### Passage given ###

Regarding homosexuality, the various influences were tugging away at me in roughly  the following way (as I understand them in hindsight):

Roman Catholic Church: Taught that homosexual acts are immoral but homosexuals are to be loved, just as all humans are to be loved.

Parents/Family Members: Assumed to teach and support roughly the same values regarding homosexuality, but did not discuss the issue very often and openly.

The Bible: Seemed to have an even stricter condemnation of homosexuality than even the Church openly espoused. In the story of Sodom and Germ

Friends/Classmates: Being “gay” is not socially acceptable. The word “gay” was often used to describe something as “stupid” or “uncool.” If someone was called “gay,” it was definitely an insult.

Teachers: Though I can’t remember a specific incident of a teacher saying this, I’m pretty sure my teachers, in general, did not condone me or my classmates using the word “gay” in the above context. Homosexuality—or indeed any form of sexuality—was generally a taboo subject in the classroom. Even in sex education classes, I don’t remember homosexuality being discussed.

Despite all of these influences seeming to frame homosexuality in some kind of negative light, somehow I developed a conception of homosexuality that doesn’t seem to align with any of the above influences. My basic thoughts on homosexuality, formulated somewhere between the ages of 12 and 19, were that indeed homosexual acts were wrong and acts I would never endeavor to engage in, but that some other people were “born different” and couldn’t help it. So for them, maybe homosexuality had to be accepted. Of course, I still hoped that such individuals would choose not to engage in homosexual acts, which I understood to be wrong (just as premarital sex was wrong), but they did, it’s probably OK because they’re “different.” They might have a different set of values that didn’t condemn homosexual acts, and their values, I thought, had to be accepted because everyone has the right to choose their own values, right?

Moreover, my conception of the Bible’s teachings on homosexuality was that maybe these Scriptures shouldn’t be taken literally—or maybe the language and stories of the Bible concerning homosexuality were so old that they weren’t applicable anymore. My thoughts concerning the Church’s teaching on homosexuality were that maybe the Church was “behind the times” and not yet fully accepting of homosexuality because the “old fashioned taboos” hadn’t yet caught up with society’s modern understanding of homosexuality. My parents, family members, friends, and others who didn’t treat homosexuality as a natural and acceptable human condition were similarly thought to be behind the times.

###

#### Parts of the exercise
[1] Transcribe the passage on early influences regarding homosexuality from "Parents/Family Members: Assumed" to "often and openly.".
[2] Translate this sentence from the passage on early influences regarding homosexuality into Spanish: "Homosexuality—or indeed any form of sexuality—was generally a taboo subject in the classroom."

### Supplied records ###

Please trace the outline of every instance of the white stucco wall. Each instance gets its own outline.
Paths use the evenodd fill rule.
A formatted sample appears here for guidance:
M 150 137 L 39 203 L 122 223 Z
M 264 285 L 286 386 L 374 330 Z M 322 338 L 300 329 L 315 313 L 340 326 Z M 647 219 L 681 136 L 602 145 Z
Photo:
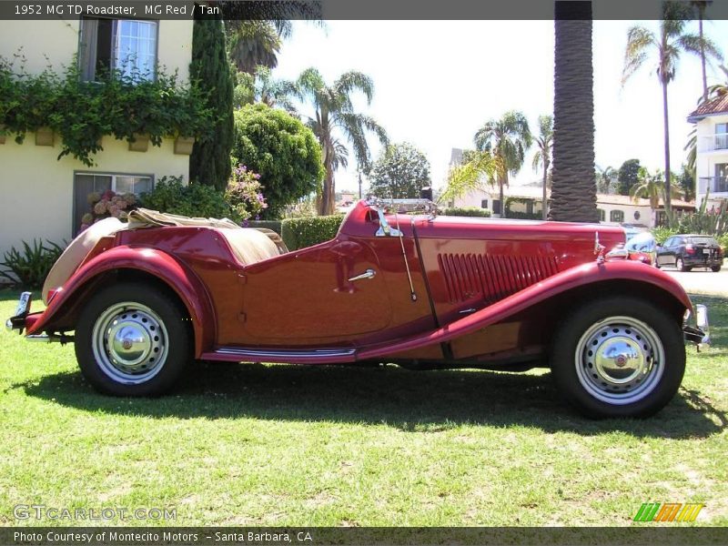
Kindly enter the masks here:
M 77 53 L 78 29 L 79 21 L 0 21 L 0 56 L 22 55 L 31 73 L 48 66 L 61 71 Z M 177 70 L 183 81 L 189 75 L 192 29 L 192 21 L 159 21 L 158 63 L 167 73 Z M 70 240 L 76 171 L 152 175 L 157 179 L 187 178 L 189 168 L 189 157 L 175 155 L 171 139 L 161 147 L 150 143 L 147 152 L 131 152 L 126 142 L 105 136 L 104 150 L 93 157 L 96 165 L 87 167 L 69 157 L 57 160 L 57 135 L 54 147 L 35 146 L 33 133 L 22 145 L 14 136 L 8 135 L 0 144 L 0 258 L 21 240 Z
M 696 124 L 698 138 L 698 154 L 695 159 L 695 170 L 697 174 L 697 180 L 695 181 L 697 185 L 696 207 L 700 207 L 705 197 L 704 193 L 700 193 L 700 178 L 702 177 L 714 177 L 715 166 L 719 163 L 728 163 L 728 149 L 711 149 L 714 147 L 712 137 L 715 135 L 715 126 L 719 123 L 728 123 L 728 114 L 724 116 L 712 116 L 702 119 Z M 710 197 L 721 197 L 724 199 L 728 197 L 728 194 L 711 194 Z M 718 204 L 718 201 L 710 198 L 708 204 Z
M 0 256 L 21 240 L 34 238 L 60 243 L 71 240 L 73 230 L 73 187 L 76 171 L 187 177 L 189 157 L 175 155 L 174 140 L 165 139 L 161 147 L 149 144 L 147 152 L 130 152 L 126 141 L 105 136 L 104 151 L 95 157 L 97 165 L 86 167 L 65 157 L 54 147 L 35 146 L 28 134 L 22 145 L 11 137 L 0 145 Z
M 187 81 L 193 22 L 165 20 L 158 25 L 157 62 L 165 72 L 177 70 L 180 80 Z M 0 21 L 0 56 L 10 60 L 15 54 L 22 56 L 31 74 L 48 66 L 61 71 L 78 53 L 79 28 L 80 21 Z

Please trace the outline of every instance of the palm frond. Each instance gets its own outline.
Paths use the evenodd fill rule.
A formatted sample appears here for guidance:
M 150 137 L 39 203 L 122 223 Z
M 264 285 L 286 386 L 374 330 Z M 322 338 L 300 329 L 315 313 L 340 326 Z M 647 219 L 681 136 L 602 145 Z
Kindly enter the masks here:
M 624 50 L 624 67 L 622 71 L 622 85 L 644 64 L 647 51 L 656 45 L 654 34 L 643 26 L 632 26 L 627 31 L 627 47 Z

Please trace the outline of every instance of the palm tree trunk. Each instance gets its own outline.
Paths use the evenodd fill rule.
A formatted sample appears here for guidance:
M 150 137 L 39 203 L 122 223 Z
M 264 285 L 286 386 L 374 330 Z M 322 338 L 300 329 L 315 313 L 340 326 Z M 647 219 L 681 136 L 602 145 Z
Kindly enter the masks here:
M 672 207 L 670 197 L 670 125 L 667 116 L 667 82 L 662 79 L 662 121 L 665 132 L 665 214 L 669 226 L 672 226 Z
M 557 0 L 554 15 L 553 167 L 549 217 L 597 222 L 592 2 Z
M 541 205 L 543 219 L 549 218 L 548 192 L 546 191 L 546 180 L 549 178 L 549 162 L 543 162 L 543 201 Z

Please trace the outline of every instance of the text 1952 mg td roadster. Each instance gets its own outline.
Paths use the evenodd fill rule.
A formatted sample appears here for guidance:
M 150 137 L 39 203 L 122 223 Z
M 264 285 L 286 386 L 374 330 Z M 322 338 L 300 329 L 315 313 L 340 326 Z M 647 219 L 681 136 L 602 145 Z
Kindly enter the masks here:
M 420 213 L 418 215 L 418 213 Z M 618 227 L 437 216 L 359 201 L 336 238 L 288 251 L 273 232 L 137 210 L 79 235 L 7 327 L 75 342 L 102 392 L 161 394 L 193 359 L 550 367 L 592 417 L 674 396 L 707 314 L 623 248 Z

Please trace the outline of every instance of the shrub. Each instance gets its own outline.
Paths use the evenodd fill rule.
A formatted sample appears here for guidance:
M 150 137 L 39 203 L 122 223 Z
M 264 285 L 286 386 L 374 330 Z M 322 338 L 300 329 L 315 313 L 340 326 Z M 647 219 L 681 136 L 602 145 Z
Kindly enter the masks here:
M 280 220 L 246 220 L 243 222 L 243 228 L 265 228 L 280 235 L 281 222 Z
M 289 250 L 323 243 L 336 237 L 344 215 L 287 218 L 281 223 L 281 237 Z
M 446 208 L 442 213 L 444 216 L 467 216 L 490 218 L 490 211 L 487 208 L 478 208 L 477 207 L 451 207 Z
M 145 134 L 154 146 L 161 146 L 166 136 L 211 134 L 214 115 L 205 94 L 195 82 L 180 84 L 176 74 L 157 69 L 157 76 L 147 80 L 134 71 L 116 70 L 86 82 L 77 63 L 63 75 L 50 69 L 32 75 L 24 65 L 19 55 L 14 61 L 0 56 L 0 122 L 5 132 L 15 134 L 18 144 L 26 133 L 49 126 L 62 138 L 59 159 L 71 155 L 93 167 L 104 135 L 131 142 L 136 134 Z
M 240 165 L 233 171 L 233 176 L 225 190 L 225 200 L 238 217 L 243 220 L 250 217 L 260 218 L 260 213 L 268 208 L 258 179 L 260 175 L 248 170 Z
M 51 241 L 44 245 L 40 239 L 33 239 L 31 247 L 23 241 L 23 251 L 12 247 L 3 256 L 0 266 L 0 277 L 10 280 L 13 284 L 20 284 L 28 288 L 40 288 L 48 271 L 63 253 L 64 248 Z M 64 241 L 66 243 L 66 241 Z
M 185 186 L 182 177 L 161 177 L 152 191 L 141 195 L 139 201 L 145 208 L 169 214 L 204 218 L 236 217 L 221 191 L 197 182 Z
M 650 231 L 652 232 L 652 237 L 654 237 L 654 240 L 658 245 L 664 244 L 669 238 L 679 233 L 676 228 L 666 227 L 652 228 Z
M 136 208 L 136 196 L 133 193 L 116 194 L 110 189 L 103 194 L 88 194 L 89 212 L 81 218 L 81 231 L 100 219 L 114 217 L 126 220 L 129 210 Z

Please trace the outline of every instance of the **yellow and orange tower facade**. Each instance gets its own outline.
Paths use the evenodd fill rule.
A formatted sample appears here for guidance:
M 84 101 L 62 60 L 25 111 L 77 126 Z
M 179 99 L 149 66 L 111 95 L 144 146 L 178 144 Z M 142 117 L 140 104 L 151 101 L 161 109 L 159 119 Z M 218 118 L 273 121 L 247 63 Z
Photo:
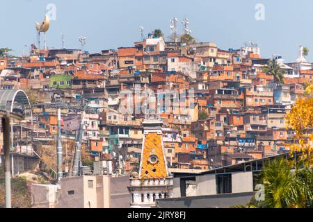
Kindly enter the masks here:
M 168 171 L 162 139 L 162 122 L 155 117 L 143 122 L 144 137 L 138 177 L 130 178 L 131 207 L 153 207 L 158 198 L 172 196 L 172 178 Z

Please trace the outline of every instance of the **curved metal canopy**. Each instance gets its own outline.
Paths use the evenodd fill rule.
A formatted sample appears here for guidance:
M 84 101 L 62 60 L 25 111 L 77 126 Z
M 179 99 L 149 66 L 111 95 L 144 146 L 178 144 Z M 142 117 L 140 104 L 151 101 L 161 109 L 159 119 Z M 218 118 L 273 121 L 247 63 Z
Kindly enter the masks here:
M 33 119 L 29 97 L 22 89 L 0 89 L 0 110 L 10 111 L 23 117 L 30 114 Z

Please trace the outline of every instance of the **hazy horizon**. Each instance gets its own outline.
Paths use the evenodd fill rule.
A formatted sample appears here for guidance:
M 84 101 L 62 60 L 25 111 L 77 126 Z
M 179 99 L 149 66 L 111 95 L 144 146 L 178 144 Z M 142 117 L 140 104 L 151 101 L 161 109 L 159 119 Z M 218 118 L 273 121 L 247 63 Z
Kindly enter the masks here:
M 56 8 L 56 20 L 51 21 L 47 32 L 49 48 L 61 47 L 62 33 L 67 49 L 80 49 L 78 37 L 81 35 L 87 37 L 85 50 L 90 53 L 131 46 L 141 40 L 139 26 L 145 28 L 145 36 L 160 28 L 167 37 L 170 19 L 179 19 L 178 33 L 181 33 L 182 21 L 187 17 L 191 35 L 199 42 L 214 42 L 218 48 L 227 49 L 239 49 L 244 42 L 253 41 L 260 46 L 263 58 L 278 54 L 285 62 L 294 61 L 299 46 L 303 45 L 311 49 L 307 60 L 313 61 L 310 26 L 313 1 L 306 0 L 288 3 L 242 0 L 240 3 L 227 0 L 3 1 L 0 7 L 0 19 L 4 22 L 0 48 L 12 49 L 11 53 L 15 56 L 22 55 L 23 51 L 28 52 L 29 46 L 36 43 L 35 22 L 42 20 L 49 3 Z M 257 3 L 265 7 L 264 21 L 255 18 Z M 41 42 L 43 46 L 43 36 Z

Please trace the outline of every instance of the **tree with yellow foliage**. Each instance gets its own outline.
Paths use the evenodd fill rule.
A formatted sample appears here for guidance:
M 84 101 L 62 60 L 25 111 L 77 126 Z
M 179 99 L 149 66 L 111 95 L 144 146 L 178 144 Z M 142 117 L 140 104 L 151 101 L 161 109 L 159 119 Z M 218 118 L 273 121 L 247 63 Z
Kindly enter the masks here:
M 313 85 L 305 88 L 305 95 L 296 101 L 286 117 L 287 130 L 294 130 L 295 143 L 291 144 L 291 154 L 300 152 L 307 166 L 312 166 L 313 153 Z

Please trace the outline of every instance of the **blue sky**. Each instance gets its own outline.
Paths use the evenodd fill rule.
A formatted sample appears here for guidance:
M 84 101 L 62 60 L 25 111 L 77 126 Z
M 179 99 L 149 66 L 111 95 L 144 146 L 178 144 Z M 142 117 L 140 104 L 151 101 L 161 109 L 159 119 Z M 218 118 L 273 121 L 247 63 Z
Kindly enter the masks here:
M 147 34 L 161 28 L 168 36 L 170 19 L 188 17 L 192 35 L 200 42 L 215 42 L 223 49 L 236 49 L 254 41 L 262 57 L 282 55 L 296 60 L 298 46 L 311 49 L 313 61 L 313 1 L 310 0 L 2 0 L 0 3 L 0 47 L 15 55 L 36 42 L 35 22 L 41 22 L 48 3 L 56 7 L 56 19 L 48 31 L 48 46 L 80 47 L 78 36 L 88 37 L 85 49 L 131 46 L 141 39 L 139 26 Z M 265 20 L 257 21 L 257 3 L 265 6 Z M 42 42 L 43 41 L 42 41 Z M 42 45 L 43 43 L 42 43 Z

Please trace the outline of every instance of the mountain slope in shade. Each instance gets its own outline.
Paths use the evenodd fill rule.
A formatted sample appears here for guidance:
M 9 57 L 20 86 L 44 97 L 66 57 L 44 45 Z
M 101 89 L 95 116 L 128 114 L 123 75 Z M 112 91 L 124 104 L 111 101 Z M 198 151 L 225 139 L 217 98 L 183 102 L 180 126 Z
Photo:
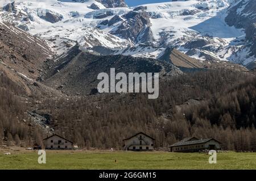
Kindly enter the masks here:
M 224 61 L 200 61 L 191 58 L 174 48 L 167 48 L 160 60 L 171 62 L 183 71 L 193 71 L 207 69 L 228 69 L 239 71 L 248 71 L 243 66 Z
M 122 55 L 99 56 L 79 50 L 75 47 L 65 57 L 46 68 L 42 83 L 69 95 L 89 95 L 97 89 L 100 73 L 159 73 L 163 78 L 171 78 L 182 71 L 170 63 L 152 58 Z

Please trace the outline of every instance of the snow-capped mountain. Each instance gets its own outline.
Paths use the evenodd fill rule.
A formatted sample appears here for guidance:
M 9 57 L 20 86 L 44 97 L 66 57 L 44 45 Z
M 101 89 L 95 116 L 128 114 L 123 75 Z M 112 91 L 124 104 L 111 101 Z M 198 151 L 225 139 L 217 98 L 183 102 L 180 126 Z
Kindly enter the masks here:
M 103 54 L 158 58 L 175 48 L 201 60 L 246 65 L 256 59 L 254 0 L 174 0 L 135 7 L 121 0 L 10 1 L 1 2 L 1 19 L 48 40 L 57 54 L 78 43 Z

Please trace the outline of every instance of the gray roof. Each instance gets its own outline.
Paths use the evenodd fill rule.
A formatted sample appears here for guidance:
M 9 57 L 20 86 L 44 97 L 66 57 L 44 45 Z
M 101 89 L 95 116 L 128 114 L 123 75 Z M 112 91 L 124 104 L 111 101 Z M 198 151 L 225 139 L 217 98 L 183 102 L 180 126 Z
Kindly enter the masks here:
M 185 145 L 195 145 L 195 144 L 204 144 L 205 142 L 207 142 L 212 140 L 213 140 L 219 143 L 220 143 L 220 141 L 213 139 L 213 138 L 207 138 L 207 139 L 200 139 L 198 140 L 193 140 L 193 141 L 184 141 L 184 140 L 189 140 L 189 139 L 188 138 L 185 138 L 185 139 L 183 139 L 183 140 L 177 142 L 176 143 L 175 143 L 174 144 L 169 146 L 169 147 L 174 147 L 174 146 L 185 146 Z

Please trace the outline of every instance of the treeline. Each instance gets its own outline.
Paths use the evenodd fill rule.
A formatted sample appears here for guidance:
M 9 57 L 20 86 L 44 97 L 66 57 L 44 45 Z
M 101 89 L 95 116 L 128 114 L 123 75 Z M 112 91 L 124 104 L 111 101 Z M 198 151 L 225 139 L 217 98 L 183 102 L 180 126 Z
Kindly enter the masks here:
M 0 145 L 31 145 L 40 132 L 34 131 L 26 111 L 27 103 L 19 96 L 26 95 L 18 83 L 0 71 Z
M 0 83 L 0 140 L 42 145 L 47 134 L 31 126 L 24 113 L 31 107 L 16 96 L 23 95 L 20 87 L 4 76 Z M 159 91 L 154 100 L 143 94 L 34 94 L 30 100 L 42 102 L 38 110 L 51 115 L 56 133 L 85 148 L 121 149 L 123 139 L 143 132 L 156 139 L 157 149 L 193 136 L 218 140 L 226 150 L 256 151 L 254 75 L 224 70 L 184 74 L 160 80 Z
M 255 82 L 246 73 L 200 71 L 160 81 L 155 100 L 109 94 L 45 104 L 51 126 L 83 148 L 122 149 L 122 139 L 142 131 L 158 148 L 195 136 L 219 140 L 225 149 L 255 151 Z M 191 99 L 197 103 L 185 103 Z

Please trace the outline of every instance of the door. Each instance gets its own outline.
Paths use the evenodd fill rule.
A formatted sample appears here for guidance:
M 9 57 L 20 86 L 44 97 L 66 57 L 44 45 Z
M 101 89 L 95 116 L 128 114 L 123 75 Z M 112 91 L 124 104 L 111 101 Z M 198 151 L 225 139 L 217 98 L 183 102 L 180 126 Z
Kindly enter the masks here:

###

#### Written answers
[1]
Parents/Family Members: Assumed to teach and support roughly the same values regarding homosexuality, but did not discuss the issue very often and openly.

[2] La homosexualidad —o, de hecho, cualquier forma de sexualidad— era en general un tema tabú en el aula.